(Stored records)
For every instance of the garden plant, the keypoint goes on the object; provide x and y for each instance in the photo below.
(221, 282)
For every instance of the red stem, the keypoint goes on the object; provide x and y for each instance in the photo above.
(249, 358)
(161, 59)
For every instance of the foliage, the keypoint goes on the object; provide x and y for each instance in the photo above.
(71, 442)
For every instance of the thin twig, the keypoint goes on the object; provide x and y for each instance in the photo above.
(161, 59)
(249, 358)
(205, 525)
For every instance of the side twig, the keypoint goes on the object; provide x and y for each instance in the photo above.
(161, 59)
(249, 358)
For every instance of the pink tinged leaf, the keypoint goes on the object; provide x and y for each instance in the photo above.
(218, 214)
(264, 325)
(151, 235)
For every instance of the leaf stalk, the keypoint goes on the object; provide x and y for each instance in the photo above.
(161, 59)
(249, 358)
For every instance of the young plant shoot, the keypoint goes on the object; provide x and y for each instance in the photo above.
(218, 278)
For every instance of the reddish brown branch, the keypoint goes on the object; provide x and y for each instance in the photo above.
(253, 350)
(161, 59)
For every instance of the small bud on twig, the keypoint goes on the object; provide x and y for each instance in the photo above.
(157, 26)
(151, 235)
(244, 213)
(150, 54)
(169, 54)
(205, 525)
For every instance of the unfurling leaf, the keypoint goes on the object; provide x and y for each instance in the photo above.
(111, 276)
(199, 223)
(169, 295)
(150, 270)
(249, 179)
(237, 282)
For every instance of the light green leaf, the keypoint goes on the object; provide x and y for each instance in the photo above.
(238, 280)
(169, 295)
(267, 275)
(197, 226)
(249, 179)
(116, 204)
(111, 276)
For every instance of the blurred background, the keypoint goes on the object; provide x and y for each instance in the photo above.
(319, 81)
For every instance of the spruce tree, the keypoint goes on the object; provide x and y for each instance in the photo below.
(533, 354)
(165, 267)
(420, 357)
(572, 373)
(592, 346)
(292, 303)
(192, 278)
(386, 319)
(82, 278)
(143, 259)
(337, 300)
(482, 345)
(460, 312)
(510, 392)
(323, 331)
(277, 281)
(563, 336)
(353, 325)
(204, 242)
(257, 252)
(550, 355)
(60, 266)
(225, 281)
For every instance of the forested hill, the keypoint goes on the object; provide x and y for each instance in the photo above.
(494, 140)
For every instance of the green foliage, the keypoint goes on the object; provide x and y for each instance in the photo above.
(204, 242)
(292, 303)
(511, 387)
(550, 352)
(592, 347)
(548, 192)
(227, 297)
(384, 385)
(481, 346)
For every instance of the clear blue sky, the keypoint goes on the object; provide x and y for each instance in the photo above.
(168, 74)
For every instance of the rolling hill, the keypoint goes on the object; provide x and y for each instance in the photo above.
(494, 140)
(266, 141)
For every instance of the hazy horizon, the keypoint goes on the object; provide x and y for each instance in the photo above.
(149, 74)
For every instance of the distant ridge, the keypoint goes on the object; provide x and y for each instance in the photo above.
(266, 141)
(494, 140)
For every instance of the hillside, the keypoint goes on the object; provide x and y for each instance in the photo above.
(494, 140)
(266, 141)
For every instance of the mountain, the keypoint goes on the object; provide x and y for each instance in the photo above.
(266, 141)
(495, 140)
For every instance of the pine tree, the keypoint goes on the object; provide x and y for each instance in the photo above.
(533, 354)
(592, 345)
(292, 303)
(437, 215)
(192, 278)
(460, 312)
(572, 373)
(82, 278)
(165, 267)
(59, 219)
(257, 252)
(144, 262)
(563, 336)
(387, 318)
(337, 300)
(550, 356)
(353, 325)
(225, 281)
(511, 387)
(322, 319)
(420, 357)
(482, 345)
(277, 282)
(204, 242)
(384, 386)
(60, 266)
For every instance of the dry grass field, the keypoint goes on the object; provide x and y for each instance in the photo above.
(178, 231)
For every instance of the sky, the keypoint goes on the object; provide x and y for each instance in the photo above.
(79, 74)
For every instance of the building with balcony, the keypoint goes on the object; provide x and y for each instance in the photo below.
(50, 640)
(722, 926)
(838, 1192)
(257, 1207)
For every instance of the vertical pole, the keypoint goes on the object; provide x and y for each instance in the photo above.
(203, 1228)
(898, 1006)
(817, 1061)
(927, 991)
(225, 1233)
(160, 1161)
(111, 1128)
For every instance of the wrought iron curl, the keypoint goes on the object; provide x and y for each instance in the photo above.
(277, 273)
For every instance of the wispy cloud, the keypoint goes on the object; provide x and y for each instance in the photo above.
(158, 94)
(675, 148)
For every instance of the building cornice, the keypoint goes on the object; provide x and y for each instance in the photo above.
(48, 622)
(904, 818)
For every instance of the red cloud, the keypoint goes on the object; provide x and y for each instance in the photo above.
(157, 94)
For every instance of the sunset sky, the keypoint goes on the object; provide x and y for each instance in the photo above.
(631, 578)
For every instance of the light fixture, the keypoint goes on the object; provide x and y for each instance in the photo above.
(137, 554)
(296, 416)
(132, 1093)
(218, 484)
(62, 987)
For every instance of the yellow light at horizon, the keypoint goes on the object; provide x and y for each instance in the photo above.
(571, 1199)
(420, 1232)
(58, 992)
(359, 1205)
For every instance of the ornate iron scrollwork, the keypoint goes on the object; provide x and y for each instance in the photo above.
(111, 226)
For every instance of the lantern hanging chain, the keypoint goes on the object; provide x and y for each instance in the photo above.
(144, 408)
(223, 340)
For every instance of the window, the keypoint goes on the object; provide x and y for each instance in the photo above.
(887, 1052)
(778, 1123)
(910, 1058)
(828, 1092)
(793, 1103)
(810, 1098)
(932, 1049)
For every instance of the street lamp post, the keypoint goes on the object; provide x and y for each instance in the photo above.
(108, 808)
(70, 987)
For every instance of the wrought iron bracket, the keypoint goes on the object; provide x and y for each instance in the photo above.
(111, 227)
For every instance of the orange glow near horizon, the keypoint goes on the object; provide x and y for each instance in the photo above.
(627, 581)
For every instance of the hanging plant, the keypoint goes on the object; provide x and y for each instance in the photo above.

WHAT THIS TASK INVOLVES. Reproduce all of the data above, line for line and unchanged.

WRITTEN RESPONSE.
For every instance of the garden plant, the keypoint goes on the object; provide x and y for each instance in the photo below.
(221, 282)
For every instance of the red stem, the keypoint goes on the object; provide x and y for each instance in the photo above.
(249, 358)
(161, 59)
For every instance of the foliage, the keypoint goes on the object; provide x and y for each instance in the photo above.
(71, 442)
For every instance of the thin twig, the keypoint goes on the object; provide x and y for each instance in the photo above.
(161, 59)
(249, 358)
(205, 525)
For every instance of the side twig, the keypoint goes on the object; provide x and y for each instance in the photo above.
(161, 59)
(249, 358)
For every instance of the pink tinged leaf, the keypoint goes on the object; provide x and y for each instance in the photo above.
(218, 214)
(264, 325)
(151, 235)
For every instance of the leaf stalk, the keypoint goes on the object; provide x and y for each instance in the photo above.
(161, 59)
(249, 358)
For every instance of the young plant shoot, the keypoint goes on the object; provide x and y for each instance in the photo above.
(218, 278)
For every instance of the reddish brown branch, the keypoint goes on the object; provide x and y for each instance in the photo above.
(253, 350)
(161, 59)
For every instance of the small bud on twig, the keypoint goes on the object; provide x and y for each instance in the photo above.
(157, 26)
(151, 235)
(244, 213)
(150, 54)
(169, 54)
(205, 525)
For every instance of the unfurling leaf, the keypoint goes on the object; provide x and y for each instance in the photo above.
(111, 276)
(199, 223)
(169, 295)
(150, 270)
(249, 179)
(237, 282)
For every instance of the light green leaf, the keypoint goes on the object; provide x and y for each instance in the photo above.
(238, 280)
(169, 295)
(267, 275)
(197, 226)
(249, 179)
(116, 204)
(111, 276)
For every instance of the blurred background, the keypoint goes on the object; provide x and y for each instance in the photo above.
(319, 81)
For every instance of the spruce tree, the keypoint goes on the object; provide x and y for each instance in the photo below.
(533, 354)
(165, 267)
(420, 357)
(572, 373)
(592, 346)
(292, 303)
(192, 278)
(386, 319)
(82, 278)
(143, 259)
(337, 300)
(482, 345)
(460, 312)
(510, 392)
(323, 331)
(277, 281)
(563, 336)
(353, 325)
(204, 242)
(257, 252)
(550, 355)
(60, 266)
(225, 281)
For every instance of the forested hill, the keypoint goes on the object; provide x and y for each instance in the photo above.
(494, 140)
For every instance of the green foliage, the keypoint goes on the object; provide x and y for each instance in the photo above.
(204, 242)
(292, 303)
(511, 387)
(550, 352)
(592, 347)
(548, 192)
(227, 297)
(384, 385)
(481, 346)
For every instance of the clear blue sky, the keypoint goes on the object; provide x and y for each instance in the photo above.
(168, 74)
For every instance of the rolling hill, the keypoint goes on the object; provide x and y for each instance in the photo above.
(494, 140)
(266, 141)
For every instance of the hazy horizon, the keypoint goes on the object; provide x and y for each instance in the photo above.
(149, 74)
For every instance of the distant ridge, the keypoint goes on the object; provide x and y for each instance in the photo above.
(266, 141)
(494, 140)
For every instance of the hillside, the keypoint goes on the object; provide x and y for each instance in the photo above.
(494, 140)
(266, 141)
For every instance of the mountain, the keypoint goes on the object; provide x and y for each instance in the photo above.
(266, 141)
(495, 140)
For every instance of the pine tree, the keypoint goes on the object; provide x and y for each instance in the photo above.
(533, 354)
(592, 345)
(292, 303)
(437, 215)
(192, 278)
(460, 312)
(572, 373)
(82, 278)
(165, 267)
(59, 219)
(257, 252)
(144, 262)
(563, 336)
(387, 318)
(337, 300)
(550, 356)
(353, 325)
(225, 281)
(511, 387)
(322, 319)
(420, 357)
(482, 345)
(277, 282)
(204, 242)
(384, 386)
(60, 266)
For every instance of the dry grass field, the keypoint goes on the object; provide x and y for each instance in the photo above.
(178, 231)
For every instance of the sky, the keypoint goes on the object; provide x and y for each instance in the photo above.
(79, 74)
For every instance of the building with balcony, the keypoint goes on the object; provide x and y for each instance in the photo below.
(50, 640)
(722, 926)
(838, 1192)
(257, 1207)
For every instance of the vertical pole, the keypoint goes on the object; provide x and y for each instance in the photo above.
(203, 1228)
(898, 1006)
(817, 1061)
(927, 991)
(225, 1233)
(160, 1161)
(111, 1128)
For every instance of the wrought iron curl, the keypoint goes on the object; provide x and y for each instance in the photo above.
(277, 273)
For every instance of the wispy cloud, the keypoint goes on the object; provide x and y for each instance in the photo above.
(158, 94)
(675, 148)
For every instance of the building cornice, the keypoint goes on the object; provide x and y for each instance in the photo above.
(48, 622)
(904, 818)
For every instance of the red cloud, the keypoint goes on the object; provide x and y for each instance in the photo above.
(157, 94)
For every instance of the sunset sky, the keypoint goes on the object; provide x and y for each instance in the photo above.
(631, 578)
For every instance of the light fixture, the keypoint goes on the object; provide x and y for each instance in the photo above.
(137, 554)
(296, 416)
(132, 1093)
(218, 484)
(62, 987)
For every instance of the yellow light at horizon, the keypoint goes on the object; provide x and y for each instance in the photo above.
(571, 1199)
(420, 1232)
(58, 992)
(359, 1205)
For every instance of the ornate iron scrollwork, the keypoint goes on the object; provide x and y for each instance in the photo above.
(111, 226)
For every instance of the lantern hanging chain, the keypoint goes on the object; provide x and y for each instance in the photo above.
(144, 408)
(223, 340)
For every instance of the window, the keypoint goes on the object; provide x and y for each instance in the photo above.
(887, 1052)
(778, 1123)
(910, 1058)
(828, 1092)
(793, 1103)
(810, 1098)
(932, 1049)
For every instance of the street lamp post, the keypoint goes on the object; provide x and y for each instance in the photo above.
(108, 808)
(70, 987)
For every instance of the wrought iron bracket, the keypoint goes on the object; provide x and y for each instance in the photo above.
(111, 227)
For every instance of the orange glow near horizon, the keypoint goes on the object; provide x and y for each instance in the photo above.
(627, 581)
For every instance of the hanging plant, the keypoint goes on the object; provide x and y for each instance in the photo above.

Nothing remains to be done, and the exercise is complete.